## Given problem
List every line of the records below that contains the word "chair".

## Provided material
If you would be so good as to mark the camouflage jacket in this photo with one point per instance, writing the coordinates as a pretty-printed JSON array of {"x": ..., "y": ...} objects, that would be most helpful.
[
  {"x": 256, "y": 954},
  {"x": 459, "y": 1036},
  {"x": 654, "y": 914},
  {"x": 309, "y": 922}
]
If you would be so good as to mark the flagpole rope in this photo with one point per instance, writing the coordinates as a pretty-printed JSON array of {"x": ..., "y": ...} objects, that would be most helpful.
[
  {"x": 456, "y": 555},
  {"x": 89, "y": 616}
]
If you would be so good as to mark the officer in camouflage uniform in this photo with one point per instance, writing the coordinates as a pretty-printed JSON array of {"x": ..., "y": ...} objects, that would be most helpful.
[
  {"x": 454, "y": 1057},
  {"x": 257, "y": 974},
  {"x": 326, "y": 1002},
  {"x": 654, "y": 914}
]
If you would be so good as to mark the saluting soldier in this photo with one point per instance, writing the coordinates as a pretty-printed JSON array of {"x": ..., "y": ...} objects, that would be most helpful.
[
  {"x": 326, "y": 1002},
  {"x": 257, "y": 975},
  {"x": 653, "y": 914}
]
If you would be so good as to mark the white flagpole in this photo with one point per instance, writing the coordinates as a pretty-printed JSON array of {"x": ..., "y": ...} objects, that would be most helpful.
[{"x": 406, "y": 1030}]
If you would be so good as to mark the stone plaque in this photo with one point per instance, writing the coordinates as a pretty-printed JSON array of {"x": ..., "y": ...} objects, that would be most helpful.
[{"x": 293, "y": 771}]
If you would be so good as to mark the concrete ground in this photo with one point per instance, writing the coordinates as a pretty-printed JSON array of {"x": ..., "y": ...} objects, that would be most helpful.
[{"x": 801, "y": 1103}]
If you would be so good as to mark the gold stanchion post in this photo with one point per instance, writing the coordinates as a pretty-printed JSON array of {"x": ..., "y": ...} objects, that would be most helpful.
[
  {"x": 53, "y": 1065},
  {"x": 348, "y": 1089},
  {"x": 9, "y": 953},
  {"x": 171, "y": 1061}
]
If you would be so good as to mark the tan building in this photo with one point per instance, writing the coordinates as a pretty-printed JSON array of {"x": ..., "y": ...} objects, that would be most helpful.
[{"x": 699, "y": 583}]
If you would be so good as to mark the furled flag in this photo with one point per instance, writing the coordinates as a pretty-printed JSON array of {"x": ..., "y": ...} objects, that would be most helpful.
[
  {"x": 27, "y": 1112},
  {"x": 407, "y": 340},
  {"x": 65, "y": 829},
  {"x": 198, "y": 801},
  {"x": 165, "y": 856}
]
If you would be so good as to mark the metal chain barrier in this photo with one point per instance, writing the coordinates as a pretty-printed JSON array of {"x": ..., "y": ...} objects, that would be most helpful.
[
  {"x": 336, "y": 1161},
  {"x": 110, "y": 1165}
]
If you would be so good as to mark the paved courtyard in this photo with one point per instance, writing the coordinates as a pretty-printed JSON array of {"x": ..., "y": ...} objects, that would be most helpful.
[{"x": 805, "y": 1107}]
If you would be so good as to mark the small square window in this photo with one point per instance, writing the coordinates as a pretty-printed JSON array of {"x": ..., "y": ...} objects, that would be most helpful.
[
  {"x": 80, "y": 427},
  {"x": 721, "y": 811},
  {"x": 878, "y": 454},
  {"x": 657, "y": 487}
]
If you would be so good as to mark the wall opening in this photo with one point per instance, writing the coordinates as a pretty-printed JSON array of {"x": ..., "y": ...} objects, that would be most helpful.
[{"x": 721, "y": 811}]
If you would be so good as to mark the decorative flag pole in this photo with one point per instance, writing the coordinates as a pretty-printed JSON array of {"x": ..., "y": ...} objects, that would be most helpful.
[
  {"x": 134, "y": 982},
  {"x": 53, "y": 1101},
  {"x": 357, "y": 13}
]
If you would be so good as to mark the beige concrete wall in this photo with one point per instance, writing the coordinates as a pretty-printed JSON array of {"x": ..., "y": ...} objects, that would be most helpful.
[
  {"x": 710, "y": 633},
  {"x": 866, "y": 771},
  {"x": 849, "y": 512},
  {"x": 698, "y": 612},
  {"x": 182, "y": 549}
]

...

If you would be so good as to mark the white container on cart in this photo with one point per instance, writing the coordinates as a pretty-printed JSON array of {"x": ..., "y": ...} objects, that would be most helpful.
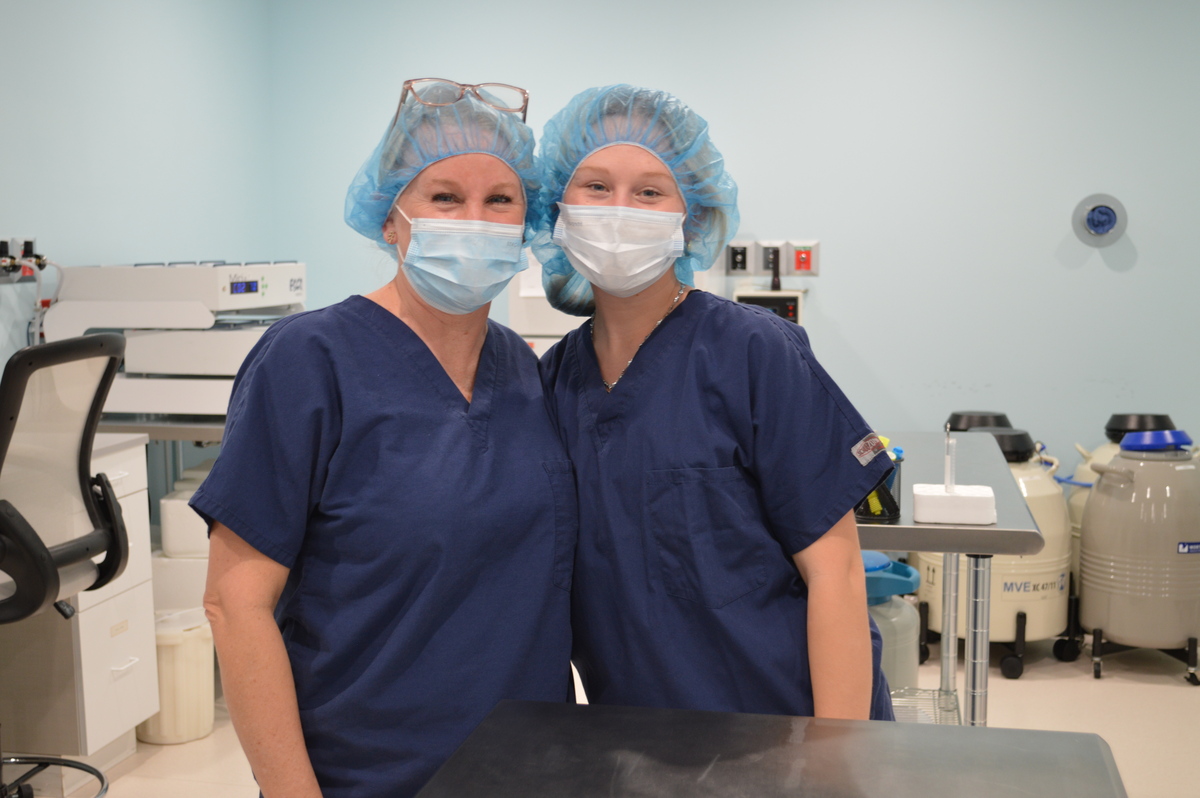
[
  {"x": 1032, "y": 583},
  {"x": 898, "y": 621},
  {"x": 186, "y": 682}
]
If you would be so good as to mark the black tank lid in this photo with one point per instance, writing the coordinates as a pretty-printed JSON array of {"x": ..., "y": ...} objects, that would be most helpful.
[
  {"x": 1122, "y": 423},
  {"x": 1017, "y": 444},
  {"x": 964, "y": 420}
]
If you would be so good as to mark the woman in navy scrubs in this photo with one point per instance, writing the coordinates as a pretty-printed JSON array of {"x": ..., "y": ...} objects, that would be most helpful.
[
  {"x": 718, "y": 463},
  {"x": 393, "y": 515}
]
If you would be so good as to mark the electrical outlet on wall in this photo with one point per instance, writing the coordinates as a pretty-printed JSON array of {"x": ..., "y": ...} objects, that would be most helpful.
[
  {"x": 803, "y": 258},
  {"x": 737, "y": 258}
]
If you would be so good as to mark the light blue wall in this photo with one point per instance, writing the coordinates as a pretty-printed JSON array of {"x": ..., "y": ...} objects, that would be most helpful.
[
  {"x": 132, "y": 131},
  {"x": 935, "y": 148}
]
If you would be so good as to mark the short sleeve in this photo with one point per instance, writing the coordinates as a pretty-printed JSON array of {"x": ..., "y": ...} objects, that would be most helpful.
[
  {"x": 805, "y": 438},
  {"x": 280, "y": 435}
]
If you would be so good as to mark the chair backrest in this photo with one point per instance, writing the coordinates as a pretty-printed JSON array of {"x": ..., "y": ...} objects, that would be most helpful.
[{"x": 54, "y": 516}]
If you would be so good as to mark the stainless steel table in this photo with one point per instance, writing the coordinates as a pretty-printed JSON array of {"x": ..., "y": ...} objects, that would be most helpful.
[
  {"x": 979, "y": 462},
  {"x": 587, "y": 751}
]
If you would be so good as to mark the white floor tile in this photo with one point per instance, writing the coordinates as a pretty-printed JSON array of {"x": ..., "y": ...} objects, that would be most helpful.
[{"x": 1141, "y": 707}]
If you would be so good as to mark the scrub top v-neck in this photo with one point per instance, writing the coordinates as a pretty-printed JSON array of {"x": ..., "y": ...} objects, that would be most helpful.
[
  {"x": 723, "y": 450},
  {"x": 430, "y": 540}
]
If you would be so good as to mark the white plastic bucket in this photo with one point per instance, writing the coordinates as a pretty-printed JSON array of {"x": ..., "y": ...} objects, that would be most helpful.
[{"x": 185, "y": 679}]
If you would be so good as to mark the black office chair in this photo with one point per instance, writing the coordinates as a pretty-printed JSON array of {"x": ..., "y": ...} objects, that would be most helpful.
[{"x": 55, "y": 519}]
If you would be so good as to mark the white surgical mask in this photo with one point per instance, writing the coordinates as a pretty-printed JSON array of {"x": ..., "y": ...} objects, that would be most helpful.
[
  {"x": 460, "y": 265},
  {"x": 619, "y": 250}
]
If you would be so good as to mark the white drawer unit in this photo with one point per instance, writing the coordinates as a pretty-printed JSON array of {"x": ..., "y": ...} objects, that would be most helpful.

## Full response
If you would be so good as to mark the chair backrest in this photo with one point per instance, writing the coordinates as a pretty-printed JSON array of {"x": ..., "y": ...} objects, that would be most helpful.
If you would be so good as to mark the black office chair in this photo with one point per instance, writing the coordinates as a pretty-printed JSON array of {"x": ..., "y": ...} objects, that would be most helpful.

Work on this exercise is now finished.